WHAT THIS EXERCISE ASKS →
• 1. In the text on accessing GPUs on the Daisi platform, how many GPUs does each node of the Daisi cluster have, and how much RAM does each GPU have?
• 2. Please continue the text on accessing GPUs on the Daisi platform, starting after its final sentence.

TEXT FOR ANALYSIS →
= Beginning of Section =

Skip to content

Accessing GPUs on the Daisi platform

Daisi offers an access to GPUs (NVIDIA Corporation GA100 [A100 PCIe 80GB] as of September 2022).

Making your code use the GPUS is straightforward. Simply write it as if you were using local GPUs.

In addition, it requires the following steps:

1. Make the GPUs visible to your Daisi

By default, GPUs are not visible. You need to override this setting with the environment variable "CUDA_VISIBLE_DEVICES" as follow:

import os
os.environ["CUDA_VISIBLE_DEVICES"] = "0,1"

Note: each node of the Daisi cluster features two GPUS A100 PCIe with 80GB of RAM each.

2. For torch users, update your requirements file

If your code uses torch, the first two lines or your requirements file should be:

--find-links https://download.pytorch.org/whl/torch_stable.html
torch==1.12.0+cu116

And that's all! Check the deployment of Stable Diffusion on Daisi for a good example of accessing GPUs in the Daisi platform.

= End of Section =

PROVIDED INFORMATION →
= Beginning of Section =

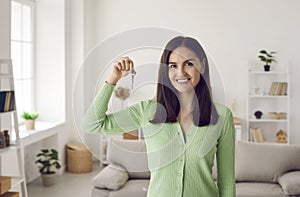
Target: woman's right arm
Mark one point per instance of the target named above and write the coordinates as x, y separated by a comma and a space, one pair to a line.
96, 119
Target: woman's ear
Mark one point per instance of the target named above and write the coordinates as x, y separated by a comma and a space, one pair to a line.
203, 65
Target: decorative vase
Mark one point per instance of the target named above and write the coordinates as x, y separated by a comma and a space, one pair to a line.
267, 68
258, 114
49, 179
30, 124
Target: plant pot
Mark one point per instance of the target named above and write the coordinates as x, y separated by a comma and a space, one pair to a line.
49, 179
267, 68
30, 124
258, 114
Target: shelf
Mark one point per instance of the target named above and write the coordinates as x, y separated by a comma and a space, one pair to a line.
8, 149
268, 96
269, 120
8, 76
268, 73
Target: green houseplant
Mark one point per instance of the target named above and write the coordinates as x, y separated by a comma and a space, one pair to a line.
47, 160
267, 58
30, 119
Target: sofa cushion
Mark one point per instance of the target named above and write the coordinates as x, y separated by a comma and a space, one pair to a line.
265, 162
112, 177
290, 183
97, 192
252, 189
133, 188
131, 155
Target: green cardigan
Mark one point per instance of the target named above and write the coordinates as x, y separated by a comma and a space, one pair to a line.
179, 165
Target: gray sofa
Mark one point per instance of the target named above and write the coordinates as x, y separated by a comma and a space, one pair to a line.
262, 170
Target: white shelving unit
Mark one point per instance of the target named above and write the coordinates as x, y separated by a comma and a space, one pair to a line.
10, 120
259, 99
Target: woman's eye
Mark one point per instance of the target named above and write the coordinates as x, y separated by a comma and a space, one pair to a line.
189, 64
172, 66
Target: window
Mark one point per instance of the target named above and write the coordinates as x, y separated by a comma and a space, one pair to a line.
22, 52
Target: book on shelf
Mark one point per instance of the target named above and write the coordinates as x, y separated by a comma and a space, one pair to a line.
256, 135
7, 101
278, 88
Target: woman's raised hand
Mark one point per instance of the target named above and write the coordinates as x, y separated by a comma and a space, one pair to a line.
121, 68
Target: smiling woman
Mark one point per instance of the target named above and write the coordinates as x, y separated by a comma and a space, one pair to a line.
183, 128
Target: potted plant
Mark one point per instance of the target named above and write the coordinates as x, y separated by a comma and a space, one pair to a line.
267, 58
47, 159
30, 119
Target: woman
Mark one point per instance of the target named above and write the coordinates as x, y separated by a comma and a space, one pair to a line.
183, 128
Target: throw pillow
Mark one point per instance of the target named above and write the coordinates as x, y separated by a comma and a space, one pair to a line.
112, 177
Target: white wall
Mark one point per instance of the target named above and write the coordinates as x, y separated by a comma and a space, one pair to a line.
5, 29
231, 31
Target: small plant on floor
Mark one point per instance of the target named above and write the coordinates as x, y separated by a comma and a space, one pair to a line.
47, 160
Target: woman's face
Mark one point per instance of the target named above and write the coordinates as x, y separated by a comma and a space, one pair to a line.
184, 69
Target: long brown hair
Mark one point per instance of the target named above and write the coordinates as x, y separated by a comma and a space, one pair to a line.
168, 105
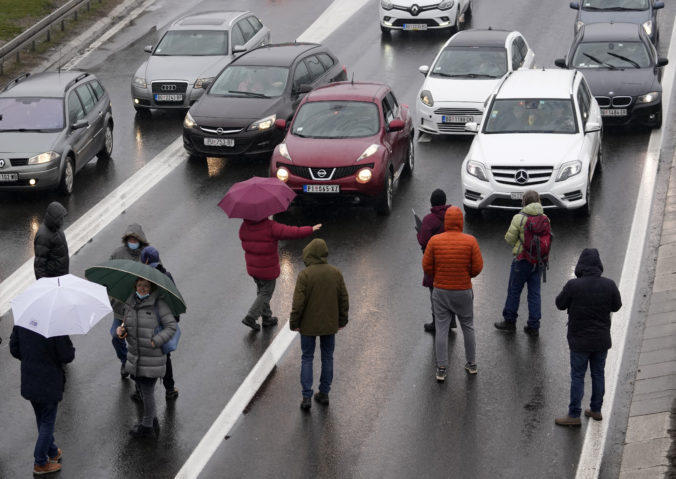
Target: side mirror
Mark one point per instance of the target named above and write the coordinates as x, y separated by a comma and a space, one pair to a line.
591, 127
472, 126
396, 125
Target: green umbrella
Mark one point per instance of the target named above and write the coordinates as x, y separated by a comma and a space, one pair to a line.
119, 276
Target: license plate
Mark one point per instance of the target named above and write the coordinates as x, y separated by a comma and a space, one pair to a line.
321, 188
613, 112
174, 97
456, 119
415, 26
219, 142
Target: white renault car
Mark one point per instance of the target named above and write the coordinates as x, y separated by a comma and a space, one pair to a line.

= End of Section =

RESPONSES PER TASK →
• 1. Each node has two A100 PCIe GPUs with 80GB of RAM each.

• 2.
Cold vs warm start

The first execution of a Daisi requires to start the corresponding web service. In the case of a large ML model running on GPUs, loading the model in memory can take some time, up to 10s of seconds. So be patient. As soon as the model is loaded, following executions will be as fast as your code can run on GPUs.

If not used during 60 mins, the service will be shut down, meaning that the next execution will be again a cold start.